> [DATA TO EXAMINE]
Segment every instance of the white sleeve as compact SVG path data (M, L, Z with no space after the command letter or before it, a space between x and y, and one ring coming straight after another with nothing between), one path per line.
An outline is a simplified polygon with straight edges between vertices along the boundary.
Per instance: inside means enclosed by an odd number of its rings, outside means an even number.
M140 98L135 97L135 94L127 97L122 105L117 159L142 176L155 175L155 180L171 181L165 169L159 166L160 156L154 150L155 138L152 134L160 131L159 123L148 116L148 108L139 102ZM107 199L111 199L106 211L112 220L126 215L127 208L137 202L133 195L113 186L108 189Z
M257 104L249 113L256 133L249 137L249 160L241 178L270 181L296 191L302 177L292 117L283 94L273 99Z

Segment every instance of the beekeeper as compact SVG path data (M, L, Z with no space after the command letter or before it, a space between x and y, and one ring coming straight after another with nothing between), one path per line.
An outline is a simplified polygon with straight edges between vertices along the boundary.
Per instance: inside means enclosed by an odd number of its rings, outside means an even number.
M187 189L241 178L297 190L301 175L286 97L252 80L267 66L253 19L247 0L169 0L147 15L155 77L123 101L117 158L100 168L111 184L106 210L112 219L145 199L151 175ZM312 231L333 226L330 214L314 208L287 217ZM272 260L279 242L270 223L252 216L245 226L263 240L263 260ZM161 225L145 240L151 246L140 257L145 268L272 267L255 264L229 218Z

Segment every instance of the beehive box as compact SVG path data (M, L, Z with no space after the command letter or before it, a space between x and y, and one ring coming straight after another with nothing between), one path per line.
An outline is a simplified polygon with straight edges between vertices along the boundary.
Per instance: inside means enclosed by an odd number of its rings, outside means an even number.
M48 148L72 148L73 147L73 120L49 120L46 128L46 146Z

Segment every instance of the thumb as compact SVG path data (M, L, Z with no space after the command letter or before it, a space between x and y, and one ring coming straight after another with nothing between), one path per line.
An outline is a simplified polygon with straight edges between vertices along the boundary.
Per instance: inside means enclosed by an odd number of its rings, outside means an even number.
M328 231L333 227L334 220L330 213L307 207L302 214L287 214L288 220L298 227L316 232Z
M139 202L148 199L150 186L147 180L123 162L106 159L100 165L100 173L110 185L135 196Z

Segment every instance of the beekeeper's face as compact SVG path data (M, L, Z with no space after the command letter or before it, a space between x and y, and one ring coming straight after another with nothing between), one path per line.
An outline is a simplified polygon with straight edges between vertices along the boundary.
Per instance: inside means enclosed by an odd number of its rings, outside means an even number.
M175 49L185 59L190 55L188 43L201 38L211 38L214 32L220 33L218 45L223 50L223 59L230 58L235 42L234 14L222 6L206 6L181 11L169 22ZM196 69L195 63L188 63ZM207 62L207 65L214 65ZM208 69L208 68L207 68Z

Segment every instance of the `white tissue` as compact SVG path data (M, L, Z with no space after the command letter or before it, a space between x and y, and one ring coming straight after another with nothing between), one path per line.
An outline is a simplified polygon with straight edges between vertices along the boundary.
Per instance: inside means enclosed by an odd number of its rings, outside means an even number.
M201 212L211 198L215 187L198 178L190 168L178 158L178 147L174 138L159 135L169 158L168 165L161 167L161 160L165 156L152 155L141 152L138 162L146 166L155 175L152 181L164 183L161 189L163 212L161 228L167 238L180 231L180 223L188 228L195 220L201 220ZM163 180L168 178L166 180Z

> [WHAT IS REQUIRED]
Search the listing for "space" and copy each line holding it.

> [RESPONSE BELOW]
Segment every instance of the white sleeve as compact SVG path data (M, L, Z with no space after the command letter or before it, a space between x and y, and one ring coming straight after another with nothing between), one path per line.
Segment every instance of the beekeeper as compact SVG path data (M, L, Z with no space after the command letter or before it, a space between x and y, and one ring coming straight after another with nothing between), one path per line.
Segment every instance of the beehive box as compact SVG path data (M, L, Z with no space after the command letter or before it, a space between x and y, and one ring coming straight after another with nothing between), one path per line.
Segment every instance of the thumb as compact SVG path data (M, L, Z with no space after the command letter or before it, a space between x and y, and one ring coming straight after another with nothing between), one path per line.
Segment every instance of the beekeeper's face as compact SVG path data (M, L, Z with no space after the command letter or before it, a space between x and y, and one ring coming straight after another with nothing between), one path per line.
Segment every instance of the `white tissue` as compact SVG path data (M, L, Z with no space after the command letter or before it, a space between x and y, and one ring coming straight after another with nothing between), one path per line.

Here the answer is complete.